• ASSIGNMENT: I'd like the data beneath this line reproduced exactly, without any of its images.

• DATA SUPPLIED:

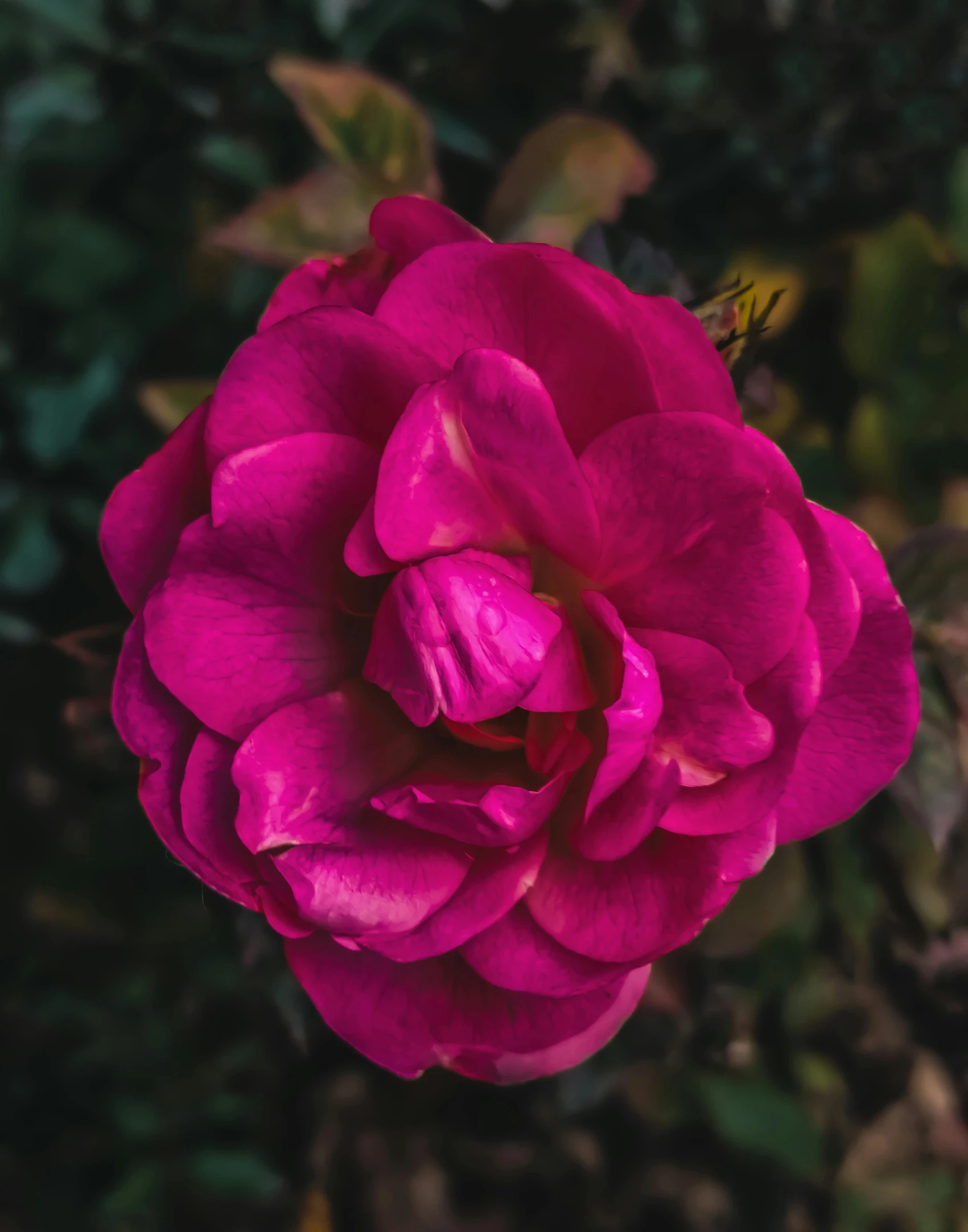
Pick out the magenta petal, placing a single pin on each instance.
(563, 687)
(385, 879)
(308, 769)
(246, 620)
(486, 813)
(541, 306)
(629, 815)
(865, 722)
(701, 474)
(409, 1017)
(159, 731)
(209, 806)
(329, 370)
(480, 460)
(706, 716)
(743, 588)
(652, 901)
(787, 696)
(834, 605)
(516, 954)
(631, 720)
(497, 880)
(407, 227)
(356, 281)
(149, 510)
(363, 551)
(456, 636)
(687, 370)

• EXPECTED OUTPUT:
Pick out the magenta petal, placing a single pin on each instance.
(563, 687)
(385, 879)
(308, 769)
(246, 620)
(486, 813)
(541, 306)
(629, 815)
(865, 722)
(701, 474)
(409, 1017)
(159, 731)
(209, 806)
(329, 370)
(480, 460)
(706, 716)
(743, 588)
(652, 901)
(787, 696)
(834, 605)
(516, 954)
(631, 720)
(497, 880)
(407, 227)
(356, 281)
(149, 510)
(363, 551)
(456, 636)
(687, 370)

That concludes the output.